| Information shown |
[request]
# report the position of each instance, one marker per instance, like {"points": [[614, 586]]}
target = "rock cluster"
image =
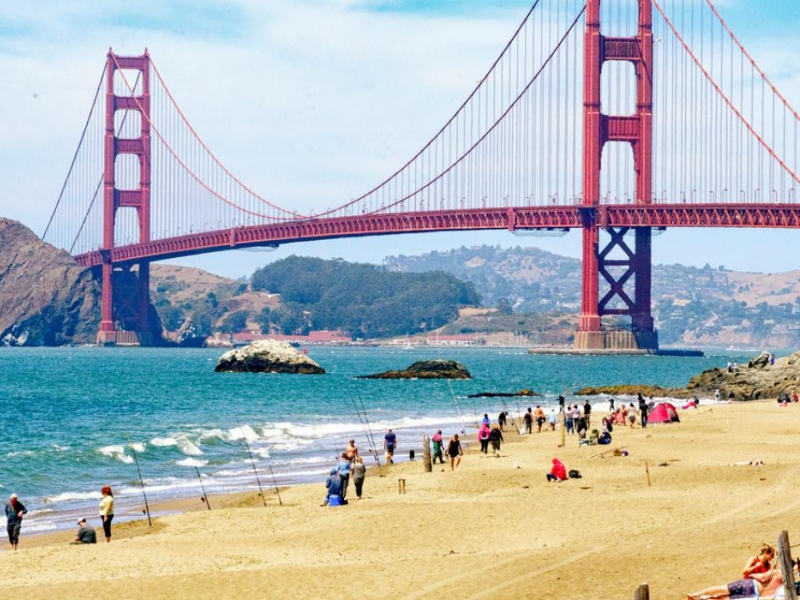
{"points": [[427, 369], [761, 378], [650, 391], [267, 356]]}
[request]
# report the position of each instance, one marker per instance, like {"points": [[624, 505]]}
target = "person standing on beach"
{"points": [[332, 487], [438, 444], [551, 419], [643, 411], [344, 476], [454, 451], [359, 473], [496, 437], [351, 451], [483, 437], [539, 415], [389, 444], [528, 420], [14, 511], [107, 510], [631, 415]]}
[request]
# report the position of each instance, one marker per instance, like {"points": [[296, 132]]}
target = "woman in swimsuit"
{"points": [[758, 585]]}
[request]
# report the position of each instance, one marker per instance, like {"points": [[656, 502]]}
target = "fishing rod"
{"points": [[141, 480], [202, 487], [255, 471], [458, 407], [370, 436], [274, 482]]}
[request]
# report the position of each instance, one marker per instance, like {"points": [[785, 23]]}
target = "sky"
{"points": [[286, 91]]}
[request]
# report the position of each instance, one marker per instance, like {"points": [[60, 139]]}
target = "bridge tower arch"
{"points": [[125, 303], [637, 130]]}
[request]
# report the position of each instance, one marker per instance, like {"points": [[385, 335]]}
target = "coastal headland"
{"points": [[494, 528]]}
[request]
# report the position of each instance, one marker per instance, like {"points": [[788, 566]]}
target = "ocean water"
{"points": [[76, 418]]}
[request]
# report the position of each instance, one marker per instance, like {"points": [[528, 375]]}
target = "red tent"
{"points": [[663, 413]]}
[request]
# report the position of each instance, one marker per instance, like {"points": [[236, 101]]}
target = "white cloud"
{"points": [[308, 102]]}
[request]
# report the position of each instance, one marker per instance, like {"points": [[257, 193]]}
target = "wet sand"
{"points": [[487, 530]]}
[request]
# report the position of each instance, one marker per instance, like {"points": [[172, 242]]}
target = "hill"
{"points": [[45, 297], [692, 306]]}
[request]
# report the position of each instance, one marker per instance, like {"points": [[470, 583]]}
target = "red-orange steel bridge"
{"points": [[620, 116]]}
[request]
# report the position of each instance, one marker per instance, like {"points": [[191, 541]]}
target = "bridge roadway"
{"points": [[785, 216]]}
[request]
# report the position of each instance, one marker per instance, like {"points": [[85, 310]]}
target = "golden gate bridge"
{"points": [[618, 117]]}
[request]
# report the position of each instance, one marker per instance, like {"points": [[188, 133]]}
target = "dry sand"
{"points": [[487, 530]]}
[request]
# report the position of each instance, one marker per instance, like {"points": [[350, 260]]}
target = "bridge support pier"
{"points": [[617, 262], [126, 317]]}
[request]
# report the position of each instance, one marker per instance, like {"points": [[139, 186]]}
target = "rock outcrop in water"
{"points": [[46, 299], [427, 369], [759, 379], [651, 391], [267, 356]]}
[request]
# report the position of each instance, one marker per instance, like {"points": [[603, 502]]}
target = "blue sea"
{"points": [[76, 419]]}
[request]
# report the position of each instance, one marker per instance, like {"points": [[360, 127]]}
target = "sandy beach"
{"points": [[487, 530]]}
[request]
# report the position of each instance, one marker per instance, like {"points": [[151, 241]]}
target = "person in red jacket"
{"points": [[558, 472]]}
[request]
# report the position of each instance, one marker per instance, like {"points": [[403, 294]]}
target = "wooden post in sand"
{"points": [[785, 561], [426, 453]]}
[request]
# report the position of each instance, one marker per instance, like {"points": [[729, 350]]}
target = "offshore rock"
{"points": [[46, 299], [759, 379], [427, 369], [267, 356]]}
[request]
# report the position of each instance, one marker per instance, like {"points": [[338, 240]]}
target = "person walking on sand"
{"points": [[501, 418], [389, 444], [14, 511], [107, 511], [528, 420], [496, 437], [86, 533], [344, 476], [454, 451], [483, 437], [539, 415], [359, 473], [631, 415]]}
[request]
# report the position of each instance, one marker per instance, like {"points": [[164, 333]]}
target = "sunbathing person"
{"points": [[757, 585], [761, 563]]}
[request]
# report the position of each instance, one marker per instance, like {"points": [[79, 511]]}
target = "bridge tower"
{"points": [[125, 306], [637, 130]]}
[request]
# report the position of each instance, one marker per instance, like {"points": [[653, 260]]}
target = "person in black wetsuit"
{"points": [[454, 451]]}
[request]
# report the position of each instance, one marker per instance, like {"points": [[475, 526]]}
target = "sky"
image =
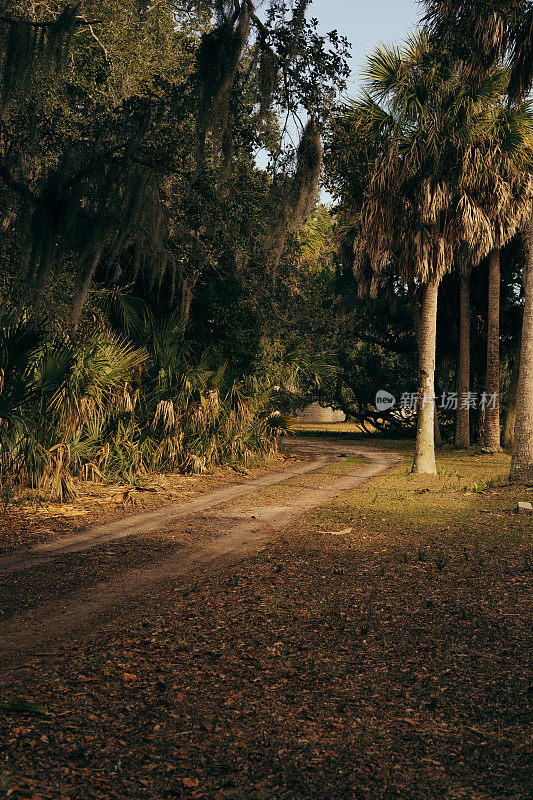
{"points": [[366, 23]]}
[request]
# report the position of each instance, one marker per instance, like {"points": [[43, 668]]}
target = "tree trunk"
{"points": [[462, 423], [424, 463], [438, 435], [492, 435], [510, 416], [522, 464]]}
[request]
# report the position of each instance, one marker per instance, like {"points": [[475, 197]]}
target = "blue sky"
{"points": [[366, 23]]}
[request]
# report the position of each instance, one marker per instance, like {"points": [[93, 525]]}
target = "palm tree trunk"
{"points": [[492, 386], [510, 416], [424, 463], [462, 424], [436, 425], [522, 463]]}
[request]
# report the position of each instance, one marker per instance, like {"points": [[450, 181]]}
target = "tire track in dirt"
{"points": [[231, 533]]}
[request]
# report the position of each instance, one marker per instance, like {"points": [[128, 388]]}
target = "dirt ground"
{"points": [[377, 647]]}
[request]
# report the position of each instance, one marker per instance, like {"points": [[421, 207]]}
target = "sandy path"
{"points": [[231, 523]]}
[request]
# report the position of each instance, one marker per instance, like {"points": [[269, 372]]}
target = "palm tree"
{"points": [[482, 33], [443, 168], [492, 385], [462, 427]]}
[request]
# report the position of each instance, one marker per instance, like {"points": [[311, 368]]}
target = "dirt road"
{"points": [[52, 594]]}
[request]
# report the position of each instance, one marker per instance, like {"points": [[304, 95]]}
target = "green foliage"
{"points": [[96, 407]]}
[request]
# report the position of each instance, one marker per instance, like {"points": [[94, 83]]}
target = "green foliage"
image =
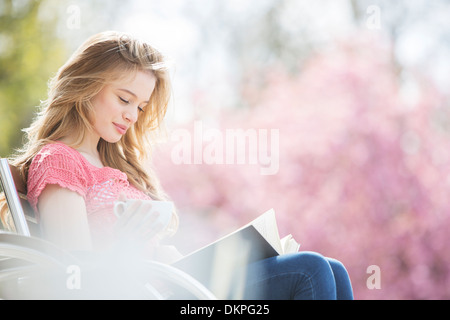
{"points": [[30, 53]]}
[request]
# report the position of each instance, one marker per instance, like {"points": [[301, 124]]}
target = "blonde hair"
{"points": [[103, 58]]}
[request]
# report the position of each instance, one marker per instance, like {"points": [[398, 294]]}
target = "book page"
{"points": [[266, 225], [289, 244]]}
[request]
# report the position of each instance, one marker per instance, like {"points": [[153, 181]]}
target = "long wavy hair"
{"points": [[102, 59]]}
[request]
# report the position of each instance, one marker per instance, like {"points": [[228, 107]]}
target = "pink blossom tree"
{"points": [[363, 171]]}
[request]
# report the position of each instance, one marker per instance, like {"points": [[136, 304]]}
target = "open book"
{"points": [[220, 266]]}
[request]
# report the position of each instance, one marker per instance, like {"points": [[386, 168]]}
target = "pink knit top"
{"points": [[60, 164]]}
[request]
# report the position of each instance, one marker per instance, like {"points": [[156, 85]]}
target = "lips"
{"points": [[120, 128]]}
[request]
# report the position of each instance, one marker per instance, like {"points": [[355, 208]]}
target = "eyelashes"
{"points": [[128, 102]]}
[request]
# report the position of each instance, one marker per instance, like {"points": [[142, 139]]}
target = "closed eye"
{"points": [[124, 101]]}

| Exercise |
Copy each record exactly. Leave any images out of the copy.

| Result |
[request]
# report the position of each instance, one marker per instance, like {"points": [[614, 586]]}
target = "rock cluster"
image =
{"points": [[427, 369], [761, 378], [650, 391], [267, 356]]}
[request]
# report the position of each instance, one marker per instance, like {"points": [[624, 505]]}
target = "person standing on beach"
{"points": [[332, 487], [438, 444], [551, 419], [643, 411], [344, 476], [454, 451], [359, 473], [496, 437], [351, 451], [483, 437], [539, 415], [389, 444], [528, 420], [14, 511], [107, 510], [631, 415]]}
[request]
# report the position of each instance, one marker per instance, like {"points": [[296, 132]]}
target = "woman in swimsuit"
{"points": [[758, 585]]}
[request]
# report the position of each instance, one marker per instance, like {"points": [[656, 502]]}
target = "fishing rod"
{"points": [[141, 480], [202, 487], [255, 471], [458, 407], [370, 436], [274, 482]]}
[request]
# report the position of each instance, one marker per instance, like {"points": [[785, 23]]}
target = "sky"
{"points": [[286, 91]]}
[request]
# report the position of each instance, one marker per instance, like {"points": [[60, 139]]}
target = "bridge tower arch"
{"points": [[125, 303], [637, 130]]}
[request]
# report the position of each instance, one marker per instance, like {"points": [[385, 335]]}
target = "coastal headland"
{"points": [[494, 528]]}
[request]
# report the position of each instance, one marker per instance, like {"points": [[788, 566]]}
target = "ocean water"
{"points": [[76, 418]]}
[request]
# report the position of each instance, one marker per instance, like {"points": [[528, 375]]}
target = "red tent"
{"points": [[663, 413]]}
[request]
# report the position of each instance, one marker per instance, like {"points": [[236, 101]]}
target = "white cloud"
{"points": [[308, 102]]}
[request]
# report the position of each instance, one marker per instance, like {"points": [[257, 193]]}
target = "wet sand"
{"points": [[487, 530]]}
[request]
# report the position of each instance, one marker per instance, like {"points": [[172, 242]]}
target = "hill"
{"points": [[45, 297], [692, 306]]}
[request]
# report the position of each instance, one marker per instance, like {"points": [[470, 583]]}
target = "red-orange steel bridge"
{"points": [[620, 116]]}
[request]
# report the position of each instance, one marker per instance, like {"points": [[191, 541]]}
target = "bridge roadway"
{"points": [[785, 216]]}
[request]
# report the position of each instance, one marker per instance, like {"points": [[85, 310]]}
target = "golden gate bridge"
{"points": [[618, 117]]}
[request]
# report the position of each instance, one marker per instance, like {"points": [[188, 133]]}
target = "dry sand"
{"points": [[487, 530]]}
[request]
# report the position of each instance, one marker per instance, like {"points": [[350, 260]]}
target = "bridge support pier"
{"points": [[617, 262], [126, 317]]}
[request]
# report the position of each instance, one marker per instance, like {"points": [[139, 186]]}
target = "rock outcrop in water"
{"points": [[46, 299], [427, 369], [759, 379], [651, 391], [267, 356]]}
[request]
# report the position of each instance, one marker per instance, like {"points": [[603, 502]]}
target = "blue sea"
{"points": [[76, 419]]}
[request]
# report the position of each instance, one marker per instance, like {"points": [[360, 127]]}
target = "sandy beach"
{"points": [[487, 530]]}
[request]
# report the position of each instance, one marker per instance, like {"points": [[151, 241]]}
target = "person in red jacket"
{"points": [[558, 472]]}
[request]
# report the position of each instance, one marker per instance, like {"points": [[403, 294]]}
target = "wooden post in sand"
{"points": [[785, 561], [426, 453]]}
[request]
# report the position of each instance, one marker per instance, like {"points": [[729, 350]]}
target = "offshore rock"
{"points": [[46, 299], [759, 379], [427, 369], [267, 356]]}
[request]
# report the position of each instance, one marker per instance, like {"points": [[338, 240]]}
target = "person walking on sand"
{"points": [[501, 418], [389, 444], [14, 511], [107, 511], [528, 420], [496, 437], [86, 533], [344, 476], [454, 451], [483, 437], [539, 415], [359, 473], [631, 415]]}
[request]
# report the position of each instance, one marker per instance, like {"points": [[164, 333]]}
target = "sunbathing person"
{"points": [[757, 585], [761, 563]]}
[request]
# report the position of each instance, one marker per instance, like {"points": [[79, 511]]}
target = "bridge tower"
{"points": [[125, 306], [637, 130]]}
[request]
# report the position of each instance, one marker per instance, like {"points": [[653, 260]]}
target = "person in black wetsuit"
{"points": [[454, 451]]}
[request]
# report the position of each instance, one marker per instance, like {"points": [[475, 526]]}
target = "sky"
image =
{"points": [[366, 23]]}
[request]
# report the position of each instance, one marker per instance, like {"points": [[43, 668]]}
target = "tree trunk"
{"points": [[462, 423], [424, 463], [438, 435], [492, 435], [510, 416], [522, 464]]}
[request]
# report the position of each instance, one marker per instance, like {"points": [[475, 197]]}
target = "blue sky"
{"points": [[366, 23]]}
[request]
# report the position of each instance, one marker per instance, like {"points": [[93, 525]]}
target = "palm tree trunk"
{"points": [[492, 386], [510, 416], [424, 463], [462, 424], [436, 425], [522, 463]]}
[request]
# report the position of each instance, one marker per instance, like {"points": [[450, 181]]}
target = "tire track in dirt"
{"points": [[231, 533]]}
[request]
# report the position of each instance, one marker per instance, like {"points": [[128, 388]]}
target = "dirt ground"
{"points": [[377, 647]]}
[request]
# report the position of each instance, one marker per instance, like {"points": [[421, 207]]}
target = "sandy path"
{"points": [[231, 523]]}
[request]
# report the position of each instance, one marker per instance, like {"points": [[269, 372]]}
target = "palm tree"
{"points": [[482, 33], [443, 168], [492, 385], [462, 427]]}
[request]
# report the position of each instance, one marker per instance, like {"points": [[311, 368]]}
target = "dirt road"
{"points": [[52, 594]]}
[request]
# report the position of each instance, one marker per instance, like {"points": [[304, 95]]}
target = "green foliage"
{"points": [[96, 407]]}
[request]
# report the position of each instance, one marker per instance, like {"points": [[94, 83]]}
target = "green foliage"
image =
{"points": [[30, 53]]}
[request]
# report the position of each instance, one marker per instance, like {"points": [[301, 124]]}
target = "blonde hair"
{"points": [[103, 58]]}
[request]
# report the position of each instance, one marker per instance, like {"points": [[398, 294]]}
target = "book page"
{"points": [[266, 225], [289, 244]]}
[request]
# report the position of each instance, one marker per instance, like {"points": [[153, 181]]}
target = "long wavy hair"
{"points": [[102, 59]]}
[request]
# report the position of each instance, one marker per instance, like {"points": [[228, 107]]}
target = "pink blossom tree"
{"points": [[363, 171]]}
[request]
# report the position of each instance, one marker per instance, like {"points": [[136, 304]]}
target = "open book"
{"points": [[220, 266]]}
[request]
# report the position of each instance, one marker per instance, like {"points": [[386, 168]]}
target = "pink knit top"
{"points": [[60, 164]]}
[request]
# report the position of each instance, one marker per instance, like {"points": [[156, 85]]}
target = "lips"
{"points": [[120, 128]]}
[request]
# report the position of each instance, one marker per instance, like {"points": [[355, 208]]}
target = "eyelashes"
{"points": [[128, 102]]}
[request]
# report the position of each instance, one marker per instance, like {"points": [[142, 139]]}
target = "closed eye"
{"points": [[124, 101]]}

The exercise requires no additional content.